> Goal 1
Pull out every line of the rows below that contains the word "woman". Case counts, so a line matches only if the word appears with the same capitalization.

> Passage
— begin —

No one has fought harder for the flag than John Glenn. No one has fought harder than he to protect the Bill of Rights. It shocks and really offends me that the proponents of this amendment would take advantage of his absence to debate this proposal as he embarks once again in harm's way in the service of the United States.

I am astounded to have something as important as an amendment to the Constitution of the United States called up at this late date in the session. We are less than a week away from adjournment. We have important work to do--work that cannot wait. And to call this up seems even less responsible when you consider the restraint of some of our other Members.

This is not the only constitutional amendment pending before the Congress. The Senator from Arizona, Mr. Kyl, and the Senator from California, Mrs. Feinstein, have worked long and hard on an amendment to the Constitution to deal with the rights of victims of crime. While I have not supported that amendment and very much am for a statutory approach to that important issue, I know that it was propounded in a responsible fashion. Both Senator Kyl and Senator Feinstein came to the floor just a few days ago, on September 28, to acknowledge that as much as they support the amendment, there simply is not time left in the session to consider it properly.

The Senator from Arizona made this point: `It has been very difficult in the waning days of the session to get floor time to take up even the most mundane of bills, because the Senate is very much concentrated on getting the appropriations bills passed so that we can fund the Government.' He went on to note: `We understood that for something as important as amending the Constitution we want to do it right. The last thing Senator Feinstein and I would ever do is hurry an amendment to the U.S. Constitution to try to push this through without an adequate debate without giving everyone an opportunity to have their say.'

The last thing we would ever do, as these two distinguished Senators said, is to hurry an amendment to the U.S. Constitution. Frankly, that should be the last thing any U.S. Senator should do--Republican or Democrat. But to ask to consider an amendment to the Constitution that would for the first time in our history cut back on the First Amendment and to propose that the Senate do so under a 2-hour time agreement would be just that. It comes across as just politics.

— end —

> Goal 2
Output the passage of the speech above, word for word, from "No one has fought harder for" up to and including "the United States.".

[Recorded data]

— begin —

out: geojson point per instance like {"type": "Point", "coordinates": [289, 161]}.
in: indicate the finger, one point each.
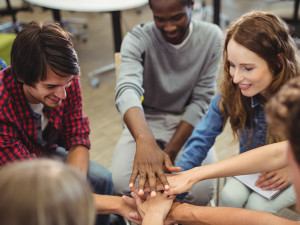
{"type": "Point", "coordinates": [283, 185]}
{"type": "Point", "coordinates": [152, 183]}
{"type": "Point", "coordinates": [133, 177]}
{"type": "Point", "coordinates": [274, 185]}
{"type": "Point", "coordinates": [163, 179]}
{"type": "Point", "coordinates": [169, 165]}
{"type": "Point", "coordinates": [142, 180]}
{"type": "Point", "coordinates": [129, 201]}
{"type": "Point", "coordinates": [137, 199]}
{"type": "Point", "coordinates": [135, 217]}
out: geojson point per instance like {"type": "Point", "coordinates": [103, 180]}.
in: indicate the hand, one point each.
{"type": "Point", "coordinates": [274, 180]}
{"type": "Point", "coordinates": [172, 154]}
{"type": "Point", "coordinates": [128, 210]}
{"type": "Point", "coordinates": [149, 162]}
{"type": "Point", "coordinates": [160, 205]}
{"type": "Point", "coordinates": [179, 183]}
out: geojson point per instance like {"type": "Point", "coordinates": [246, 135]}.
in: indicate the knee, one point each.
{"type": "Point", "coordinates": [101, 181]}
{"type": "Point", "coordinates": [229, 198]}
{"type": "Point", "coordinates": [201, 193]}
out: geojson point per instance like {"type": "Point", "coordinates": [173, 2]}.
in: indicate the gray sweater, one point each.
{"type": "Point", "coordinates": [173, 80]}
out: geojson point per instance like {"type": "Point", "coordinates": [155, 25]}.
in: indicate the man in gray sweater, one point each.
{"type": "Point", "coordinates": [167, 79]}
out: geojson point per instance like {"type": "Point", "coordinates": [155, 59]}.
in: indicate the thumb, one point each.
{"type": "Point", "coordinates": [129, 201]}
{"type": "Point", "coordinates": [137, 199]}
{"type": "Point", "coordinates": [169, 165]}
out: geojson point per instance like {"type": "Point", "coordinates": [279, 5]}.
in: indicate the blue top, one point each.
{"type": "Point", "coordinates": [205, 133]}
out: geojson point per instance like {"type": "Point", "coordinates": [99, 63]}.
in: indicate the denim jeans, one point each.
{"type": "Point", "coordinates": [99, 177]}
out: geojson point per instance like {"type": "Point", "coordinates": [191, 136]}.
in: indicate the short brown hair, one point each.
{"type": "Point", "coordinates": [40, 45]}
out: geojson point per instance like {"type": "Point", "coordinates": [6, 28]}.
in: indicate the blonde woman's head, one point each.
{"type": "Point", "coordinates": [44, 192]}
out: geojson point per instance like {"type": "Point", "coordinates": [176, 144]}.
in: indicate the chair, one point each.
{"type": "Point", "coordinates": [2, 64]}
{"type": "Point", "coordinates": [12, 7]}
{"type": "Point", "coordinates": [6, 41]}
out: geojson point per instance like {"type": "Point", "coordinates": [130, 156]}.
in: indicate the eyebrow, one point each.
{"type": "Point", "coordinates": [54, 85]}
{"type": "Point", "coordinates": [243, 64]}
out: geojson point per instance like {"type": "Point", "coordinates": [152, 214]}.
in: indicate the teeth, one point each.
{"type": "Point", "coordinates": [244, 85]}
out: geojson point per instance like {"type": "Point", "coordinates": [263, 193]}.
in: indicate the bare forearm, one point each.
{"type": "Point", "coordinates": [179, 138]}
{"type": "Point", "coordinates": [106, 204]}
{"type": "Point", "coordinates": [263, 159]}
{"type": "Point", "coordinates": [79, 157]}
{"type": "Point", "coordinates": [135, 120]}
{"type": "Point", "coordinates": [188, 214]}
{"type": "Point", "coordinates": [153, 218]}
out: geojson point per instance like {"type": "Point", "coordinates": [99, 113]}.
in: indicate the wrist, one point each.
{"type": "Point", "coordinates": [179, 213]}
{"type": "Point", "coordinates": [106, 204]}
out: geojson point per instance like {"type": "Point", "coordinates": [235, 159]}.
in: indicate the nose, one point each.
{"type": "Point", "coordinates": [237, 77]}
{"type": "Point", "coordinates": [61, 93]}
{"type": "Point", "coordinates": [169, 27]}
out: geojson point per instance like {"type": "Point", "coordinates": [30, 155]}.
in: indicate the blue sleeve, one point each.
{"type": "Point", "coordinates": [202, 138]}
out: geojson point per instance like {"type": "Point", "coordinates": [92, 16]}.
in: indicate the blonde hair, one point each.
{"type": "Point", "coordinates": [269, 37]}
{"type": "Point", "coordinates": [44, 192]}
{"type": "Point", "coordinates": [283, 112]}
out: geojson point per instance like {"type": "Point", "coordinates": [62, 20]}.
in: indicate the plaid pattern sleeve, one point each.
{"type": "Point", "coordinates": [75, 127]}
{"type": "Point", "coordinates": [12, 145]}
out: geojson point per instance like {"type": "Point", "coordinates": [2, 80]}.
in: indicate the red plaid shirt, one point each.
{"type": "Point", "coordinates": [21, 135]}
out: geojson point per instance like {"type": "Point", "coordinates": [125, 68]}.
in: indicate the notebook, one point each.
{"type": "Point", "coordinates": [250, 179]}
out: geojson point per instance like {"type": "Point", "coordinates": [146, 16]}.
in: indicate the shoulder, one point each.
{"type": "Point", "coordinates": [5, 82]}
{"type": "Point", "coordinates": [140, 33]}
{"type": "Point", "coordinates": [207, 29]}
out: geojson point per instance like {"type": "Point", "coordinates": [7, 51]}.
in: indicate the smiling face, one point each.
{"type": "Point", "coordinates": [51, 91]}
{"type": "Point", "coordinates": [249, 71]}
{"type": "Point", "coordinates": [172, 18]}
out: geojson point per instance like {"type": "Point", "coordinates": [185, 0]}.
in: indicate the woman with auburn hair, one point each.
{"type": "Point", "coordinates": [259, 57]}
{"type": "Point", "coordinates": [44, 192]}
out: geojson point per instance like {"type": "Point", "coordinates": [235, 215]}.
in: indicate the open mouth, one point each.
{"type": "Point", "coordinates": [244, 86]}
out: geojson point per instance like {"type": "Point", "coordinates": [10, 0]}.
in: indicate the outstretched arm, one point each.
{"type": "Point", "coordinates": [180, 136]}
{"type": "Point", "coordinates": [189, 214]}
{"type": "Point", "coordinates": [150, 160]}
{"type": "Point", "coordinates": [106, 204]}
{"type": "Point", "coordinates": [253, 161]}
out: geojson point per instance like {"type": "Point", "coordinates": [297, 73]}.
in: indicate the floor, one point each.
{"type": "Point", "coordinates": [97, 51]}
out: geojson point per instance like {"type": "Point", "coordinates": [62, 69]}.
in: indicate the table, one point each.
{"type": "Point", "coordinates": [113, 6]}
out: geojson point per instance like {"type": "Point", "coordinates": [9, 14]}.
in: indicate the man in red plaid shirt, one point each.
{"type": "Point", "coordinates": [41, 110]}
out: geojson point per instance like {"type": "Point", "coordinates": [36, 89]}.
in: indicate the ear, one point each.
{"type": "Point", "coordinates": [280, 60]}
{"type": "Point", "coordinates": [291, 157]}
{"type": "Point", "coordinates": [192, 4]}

— end —

> Complete output 1
in: indicate the blonde woman's head, one point each.
in: indicate the woman with auburn hair, one point each.

> Complete output 2
No one has fought harder for the flag than John Glenn. No one has fought harder than he to protect the Bill of Rights. It shocks and really offends me that the proponents of this amendment would take advantage of his absence to debate this proposal as he embarks once again in harm's way in the service of the United States.